*EXERCISE DIRECTIONS:* Return each line of the data below that contains the word "nose".

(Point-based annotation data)
▶

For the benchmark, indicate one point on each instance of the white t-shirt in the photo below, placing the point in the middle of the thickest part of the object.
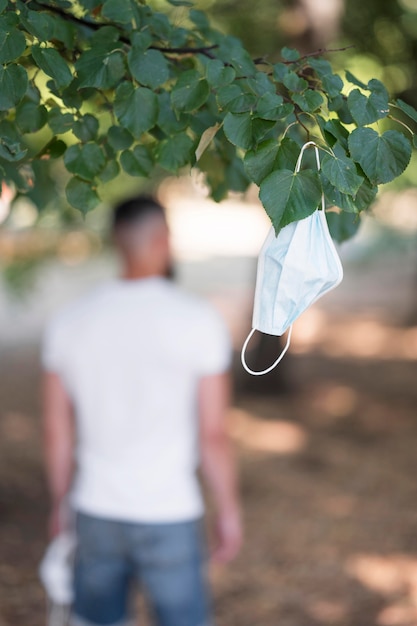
(130, 356)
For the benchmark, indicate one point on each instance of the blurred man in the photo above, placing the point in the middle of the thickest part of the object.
(142, 367)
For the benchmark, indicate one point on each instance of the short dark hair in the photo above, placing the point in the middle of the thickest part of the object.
(135, 209)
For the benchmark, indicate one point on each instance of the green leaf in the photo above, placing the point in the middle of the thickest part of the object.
(85, 160)
(261, 128)
(364, 197)
(119, 138)
(13, 86)
(293, 82)
(181, 3)
(81, 195)
(280, 71)
(11, 144)
(100, 68)
(86, 128)
(288, 197)
(218, 75)
(51, 62)
(149, 67)
(355, 81)
(142, 40)
(382, 157)
(65, 32)
(137, 162)
(366, 110)
(228, 94)
(260, 84)
(136, 108)
(190, 92)
(332, 83)
(238, 129)
(53, 149)
(59, 122)
(308, 101)
(104, 37)
(342, 225)
(175, 152)
(334, 131)
(38, 23)
(199, 18)
(118, 12)
(168, 121)
(259, 163)
(206, 139)
(236, 177)
(407, 109)
(270, 107)
(12, 44)
(290, 54)
(231, 51)
(110, 171)
(30, 116)
(341, 171)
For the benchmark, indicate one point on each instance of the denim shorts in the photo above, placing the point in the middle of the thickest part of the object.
(167, 560)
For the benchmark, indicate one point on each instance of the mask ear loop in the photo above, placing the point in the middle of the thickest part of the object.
(252, 332)
(271, 367)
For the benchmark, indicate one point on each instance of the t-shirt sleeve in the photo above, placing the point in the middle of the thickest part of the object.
(52, 348)
(215, 350)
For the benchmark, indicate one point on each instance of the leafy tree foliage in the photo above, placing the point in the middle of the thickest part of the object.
(109, 86)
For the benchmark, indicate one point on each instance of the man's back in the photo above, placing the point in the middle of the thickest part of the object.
(131, 355)
(143, 368)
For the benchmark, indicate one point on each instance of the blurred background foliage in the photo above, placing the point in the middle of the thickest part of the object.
(378, 37)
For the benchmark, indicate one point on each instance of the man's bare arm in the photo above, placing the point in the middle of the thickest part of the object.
(218, 465)
(58, 429)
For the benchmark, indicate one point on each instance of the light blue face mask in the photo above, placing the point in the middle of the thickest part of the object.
(295, 269)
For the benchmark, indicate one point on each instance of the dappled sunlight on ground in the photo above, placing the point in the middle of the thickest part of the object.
(278, 436)
(360, 337)
(393, 576)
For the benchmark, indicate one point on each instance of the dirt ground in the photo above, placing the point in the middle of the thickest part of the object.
(328, 479)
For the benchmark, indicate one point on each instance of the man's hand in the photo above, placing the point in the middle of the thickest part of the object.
(218, 464)
(229, 537)
(58, 448)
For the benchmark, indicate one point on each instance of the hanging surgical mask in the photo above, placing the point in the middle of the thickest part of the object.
(295, 268)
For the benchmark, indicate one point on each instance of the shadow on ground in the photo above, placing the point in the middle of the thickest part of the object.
(328, 481)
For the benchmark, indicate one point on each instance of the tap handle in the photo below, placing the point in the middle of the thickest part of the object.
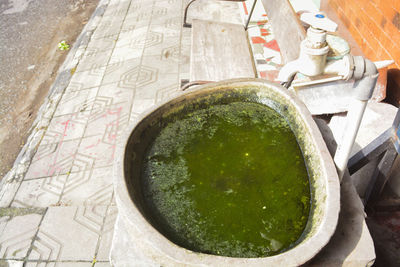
(319, 20)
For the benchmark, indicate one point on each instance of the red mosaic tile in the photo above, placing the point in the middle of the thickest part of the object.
(273, 45)
(264, 32)
(262, 22)
(257, 40)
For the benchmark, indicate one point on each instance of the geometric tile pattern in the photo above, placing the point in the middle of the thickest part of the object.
(132, 60)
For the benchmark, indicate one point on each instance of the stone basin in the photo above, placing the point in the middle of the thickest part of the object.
(325, 187)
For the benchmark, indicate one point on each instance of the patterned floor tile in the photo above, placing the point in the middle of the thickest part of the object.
(126, 72)
(100, 148)
(67, 235)
(168, 46)
(53, 159)
(66, 127)
(97, 190)
(107, 235)
(134, 39)
(42, 192)
(94, 58)
(88, 79)
(101, 44)
(18, 235)
(155, 90)
(57, 264)
(116, 95)
(160, 66)
(76, 101)
(106, 123)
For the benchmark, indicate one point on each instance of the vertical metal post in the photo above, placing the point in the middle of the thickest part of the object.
(251, 13)
(185, 24)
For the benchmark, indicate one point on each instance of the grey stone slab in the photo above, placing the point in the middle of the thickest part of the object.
(88, 79)
(17, 236)
(132, 35)
(100, 45)
(58, 264)
(11, 263)
(3, 223)
(352, 244)
(159, 65)
(68, 233)
(125, 72)
(8, 191)
(168, 48)
(97, 190)
(109, 25)
(125, 253)
(94, 58)
(42, 192)
(66, 127)
(140, 106)
(76, 101)
(108, 122)
(119, 93)
(103, 253)
(378, 117)
(124, 53)
(164, 84)
(53, 158)
(101, 151)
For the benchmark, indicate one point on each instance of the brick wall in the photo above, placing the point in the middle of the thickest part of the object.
(375, 26)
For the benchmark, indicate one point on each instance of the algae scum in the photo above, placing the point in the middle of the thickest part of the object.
(228, 180)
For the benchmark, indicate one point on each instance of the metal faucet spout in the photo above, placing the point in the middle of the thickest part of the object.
(288, 72)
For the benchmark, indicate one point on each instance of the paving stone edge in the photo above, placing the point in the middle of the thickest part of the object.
(11, 181)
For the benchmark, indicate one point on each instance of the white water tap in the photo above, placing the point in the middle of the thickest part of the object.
(314, 49)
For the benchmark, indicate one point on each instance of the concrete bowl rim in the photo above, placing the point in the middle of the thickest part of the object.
(295, 256)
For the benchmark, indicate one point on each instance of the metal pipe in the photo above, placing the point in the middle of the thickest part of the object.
(185, 24)
(251, 13)
(354, 117)
(366, 70)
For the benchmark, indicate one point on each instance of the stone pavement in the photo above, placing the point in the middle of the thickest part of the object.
(56, 205)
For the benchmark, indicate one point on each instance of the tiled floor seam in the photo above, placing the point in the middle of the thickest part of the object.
(27, 153)
(35, 236)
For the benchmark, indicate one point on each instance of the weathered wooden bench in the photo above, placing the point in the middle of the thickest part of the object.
(222, 51)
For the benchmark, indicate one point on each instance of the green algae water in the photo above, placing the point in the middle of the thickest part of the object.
(228, 180)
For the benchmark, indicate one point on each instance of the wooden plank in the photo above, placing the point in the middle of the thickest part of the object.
(219, 51)
(286, 28)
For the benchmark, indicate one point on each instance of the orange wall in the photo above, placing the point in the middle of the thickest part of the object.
(375, 26)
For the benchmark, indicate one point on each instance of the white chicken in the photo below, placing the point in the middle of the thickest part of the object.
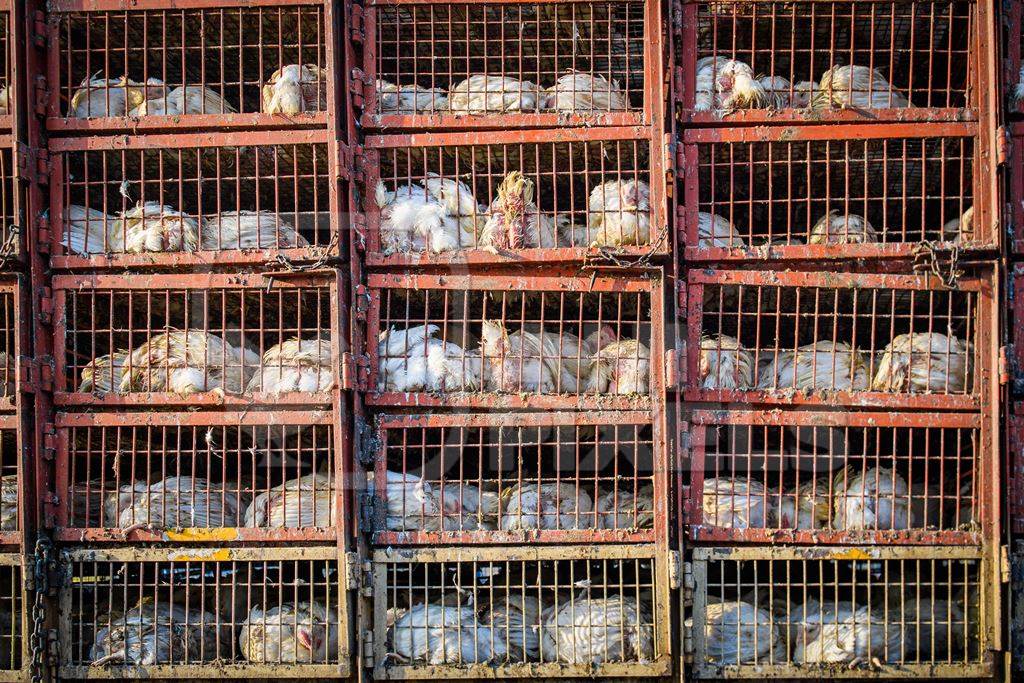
(153, 227)
(415, 359)
(726, 85)
(493, 94)
(513, 221)
(250, 229)
(875, 500)
(547, 507)
(294, 89)
(303, 632)
(295, 365)
(822, 366)
(300, 503)
(925, 361)
(595, 631)
(181, 100)
(184, 363)
(724, 364)
(619, 214)
(410, 98)
(836, 228)
(623, 510)
(181, 502)
(740, 504)
(621, 368)
(103, 375)
(856, 87)
(89, 231)
(736, 632)
(806, 506)
(716, 231)
(584, 92)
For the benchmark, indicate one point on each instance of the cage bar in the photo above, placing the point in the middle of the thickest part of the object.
(836, 612)
(782, 61)
(197, 340)
(551, 63)
(871, 191)
(225, 65)
(501, 341)
(507, 612)
(837, 477)
(514, 196)
(839, 338)
(203, 613)
(526, 477)
(195, 199)
(201, 477)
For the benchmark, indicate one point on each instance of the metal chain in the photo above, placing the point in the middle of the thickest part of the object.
(43, 562)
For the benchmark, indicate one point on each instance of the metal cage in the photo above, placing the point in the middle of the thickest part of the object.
(204, 613)
(597, 191)
(839, 338)
(197, 340)
(199, 477)
(193, 199)
(841, 612)
(112, 68)
(502, 341)
(516, 478)
(419, 58)
(811, 193)
(922, 51)
(838, 477)
(509, 612)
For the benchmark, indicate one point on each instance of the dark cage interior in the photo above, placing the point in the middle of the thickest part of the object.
(439, 45)
(488, 478)
(193, 612)
(233, 51)
(276, 475)
(921, 48)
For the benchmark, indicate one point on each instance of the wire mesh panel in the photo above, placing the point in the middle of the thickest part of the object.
(787, 612)
(511, 63)
(846, 477)
(178, 200)
(497, 340)
(571, 610)
(211, 65)
(206, 476)
(196, 340)
(856, 339)
(517, 478)
(506, 196)
(233, 613)
(808, 59)
(750, 196)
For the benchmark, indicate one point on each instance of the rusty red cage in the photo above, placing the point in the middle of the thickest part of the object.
(862, 339)
(507, 341)
(779, 61)
(195, 200)
(838, 477)
(202, 477)
(204, 613)
(515, 478)
(510, 65)
(514, 196)
(223, 65)
(197, 339)
(784, 611)
(520, 612)
(811, 193)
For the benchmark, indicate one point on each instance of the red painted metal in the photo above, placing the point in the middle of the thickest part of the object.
(865, 309)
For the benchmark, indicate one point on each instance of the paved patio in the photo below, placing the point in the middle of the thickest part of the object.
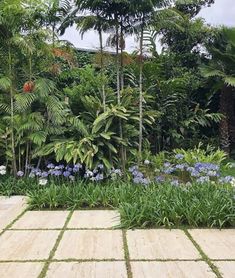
(84, 244)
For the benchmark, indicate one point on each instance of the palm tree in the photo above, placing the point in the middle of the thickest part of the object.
(10, 26)
(143, 12)
(93, 20)
(222, 67)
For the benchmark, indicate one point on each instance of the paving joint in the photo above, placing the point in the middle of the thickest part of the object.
(52, 252)
(205, 258)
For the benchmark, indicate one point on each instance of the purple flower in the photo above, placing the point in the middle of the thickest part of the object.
(77, 167)
(50, 166)
(56, 173)
(195, 173)
(179, 156)
(169, 170)
(202, 180)
(100, 166)
(133, 168)
(175, 183)
(72, 178)
(44, 174)
(180, 166)
(160, 179)
(20, 173)
(66, 174)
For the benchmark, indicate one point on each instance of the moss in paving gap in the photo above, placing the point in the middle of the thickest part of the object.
(126, 254)
(52, 253)
(204, 256)
(13, 222)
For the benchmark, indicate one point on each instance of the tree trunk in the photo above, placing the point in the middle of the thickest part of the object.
(14, 166)
(141, 97)
(121, 60)
(118, 66)
(119, 95)
(225, 99)
(102, 69)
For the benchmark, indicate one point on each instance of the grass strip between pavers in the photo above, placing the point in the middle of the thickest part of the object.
(126, 254)
(7, 228)
(52, 253)
(205, 258)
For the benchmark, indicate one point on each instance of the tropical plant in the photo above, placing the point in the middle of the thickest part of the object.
(221, 68)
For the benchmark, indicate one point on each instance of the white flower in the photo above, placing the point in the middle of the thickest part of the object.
(42, 181)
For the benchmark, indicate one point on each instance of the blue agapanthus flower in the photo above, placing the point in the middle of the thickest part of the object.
(175, 183)
(20, 173)
(160, 179)
(50, 166)
(202, 180)
(179, 156)
(66, 174)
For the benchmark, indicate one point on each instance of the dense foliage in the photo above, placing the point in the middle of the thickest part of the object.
(59, 105)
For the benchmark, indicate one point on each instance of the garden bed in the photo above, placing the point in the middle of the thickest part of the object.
(155, 205)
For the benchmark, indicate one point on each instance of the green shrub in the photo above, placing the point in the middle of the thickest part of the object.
(163, 205)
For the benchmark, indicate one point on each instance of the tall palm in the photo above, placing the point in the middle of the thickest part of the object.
(222, 68)
(143, 12)
(10, 25)
(94, 20)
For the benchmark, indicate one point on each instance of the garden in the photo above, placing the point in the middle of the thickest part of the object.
(150, 133)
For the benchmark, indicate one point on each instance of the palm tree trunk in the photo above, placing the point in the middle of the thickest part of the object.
(141, 96)
(118, 66)
(119, 94)
(102, 69)
(122, 64)
(225, 99)
(14, 167)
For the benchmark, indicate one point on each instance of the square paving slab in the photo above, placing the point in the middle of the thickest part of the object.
(87, 270)
(91, 244)
(26, 245)
(217, 244)
(227, 269)
(41, 220)
(160, 244)
(10, 208)
(91, 219)
(20, 270)
(171, 270)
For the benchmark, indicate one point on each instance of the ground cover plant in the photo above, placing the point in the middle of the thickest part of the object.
(150, 133)
(176, 195)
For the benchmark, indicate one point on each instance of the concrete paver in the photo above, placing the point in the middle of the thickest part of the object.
(171, 270)
(87, 270)
(103, 250)
(90, 219)
(26, 245)
(227, 269)
(10, 208)
(91, 244)
(20, 270)
(41, 220)
(160, 244)
(217, 244)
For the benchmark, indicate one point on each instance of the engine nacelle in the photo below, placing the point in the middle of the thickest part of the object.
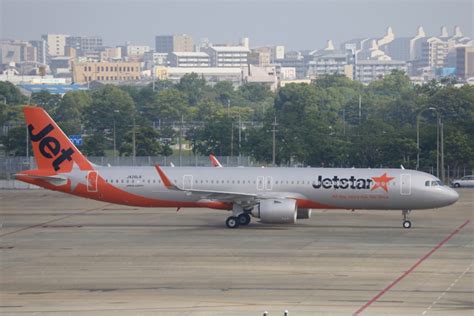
(276, 211)
(303, 213)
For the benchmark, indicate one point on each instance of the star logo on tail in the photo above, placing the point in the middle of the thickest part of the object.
(76, 176)
(381, 182)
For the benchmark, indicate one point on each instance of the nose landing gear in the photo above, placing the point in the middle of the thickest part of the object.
(406, 222)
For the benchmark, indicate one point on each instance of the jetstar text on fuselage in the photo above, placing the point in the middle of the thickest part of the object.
(343, 183)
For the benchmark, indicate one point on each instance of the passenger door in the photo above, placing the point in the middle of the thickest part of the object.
(405, 184)
(187, 182)
(92, 177)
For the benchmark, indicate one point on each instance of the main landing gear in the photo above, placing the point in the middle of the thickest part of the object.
(239, 218)
(236, 221)
(406, 222)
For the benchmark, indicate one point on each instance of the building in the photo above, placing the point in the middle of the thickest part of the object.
(61, 66)
(41, 50)
(330, 61)
(84, 43)
(465, 62)
(55, 43)
(105, 71)
(295, 60)
(152, 59)
(174, 43)
(367, 71)
(211, 74)
(228, 56)
(135, 51)
(433, 53)
(189, 59)
(110, 54)
(261, 56)
(278, 52)
(266, 75)
(14, 51)
(287, 73)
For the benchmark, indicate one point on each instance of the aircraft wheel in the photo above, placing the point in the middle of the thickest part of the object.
(244, 219)
(232, 222)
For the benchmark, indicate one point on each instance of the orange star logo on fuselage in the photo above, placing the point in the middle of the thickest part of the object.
(381, 182)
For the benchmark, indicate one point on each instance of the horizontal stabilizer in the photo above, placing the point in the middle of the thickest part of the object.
(56, 180)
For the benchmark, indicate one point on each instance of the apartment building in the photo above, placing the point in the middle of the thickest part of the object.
(56, 44)
(189, 59)
(106, 71)
(174, 43)
(367, 71)
(228, 56)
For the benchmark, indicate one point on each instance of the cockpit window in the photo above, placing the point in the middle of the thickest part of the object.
(433, 183)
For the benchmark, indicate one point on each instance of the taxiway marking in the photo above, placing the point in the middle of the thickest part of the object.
(448, 289)
(406, 273)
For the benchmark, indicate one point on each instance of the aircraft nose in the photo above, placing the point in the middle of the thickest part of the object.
(450, 196)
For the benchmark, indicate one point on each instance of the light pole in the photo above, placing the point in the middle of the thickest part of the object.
(418, 135)
(153, 70)
(134, 152)
(115, 142)
(274, 125)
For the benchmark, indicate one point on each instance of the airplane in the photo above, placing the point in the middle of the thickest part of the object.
(274, 195)
(214, 161)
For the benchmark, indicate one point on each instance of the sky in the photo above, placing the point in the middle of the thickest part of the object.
(297, 24)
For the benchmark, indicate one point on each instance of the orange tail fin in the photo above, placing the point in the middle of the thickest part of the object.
(53, 150)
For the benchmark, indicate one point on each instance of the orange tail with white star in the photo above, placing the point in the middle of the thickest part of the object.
(54, 152)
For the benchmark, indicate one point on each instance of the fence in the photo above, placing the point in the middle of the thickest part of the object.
(12, 165)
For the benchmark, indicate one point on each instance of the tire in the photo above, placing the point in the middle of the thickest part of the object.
(232, 222)
(244, 219)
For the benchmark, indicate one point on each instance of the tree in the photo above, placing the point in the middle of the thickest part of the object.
(168, 106)
(255, 92)
(147, 143)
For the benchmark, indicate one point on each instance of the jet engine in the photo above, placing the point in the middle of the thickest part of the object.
(276, 211)
(303, 213)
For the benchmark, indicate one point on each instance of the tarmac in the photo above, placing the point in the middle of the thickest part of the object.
(63, 255)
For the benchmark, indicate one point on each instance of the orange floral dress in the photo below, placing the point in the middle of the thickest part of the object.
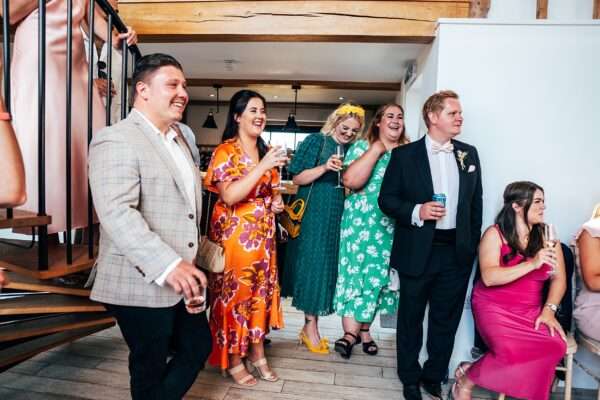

◀

*WORKED SOLUTION:*
For the benchmark, indicate one point on each instance of the nose landing gear in the photo above, placing the point in the middle of the thickest part of the object.
For the benchmark, indicate one point on each instance of the aircraft nose in the photo above, placing the point in the middle of the thickest part of the object.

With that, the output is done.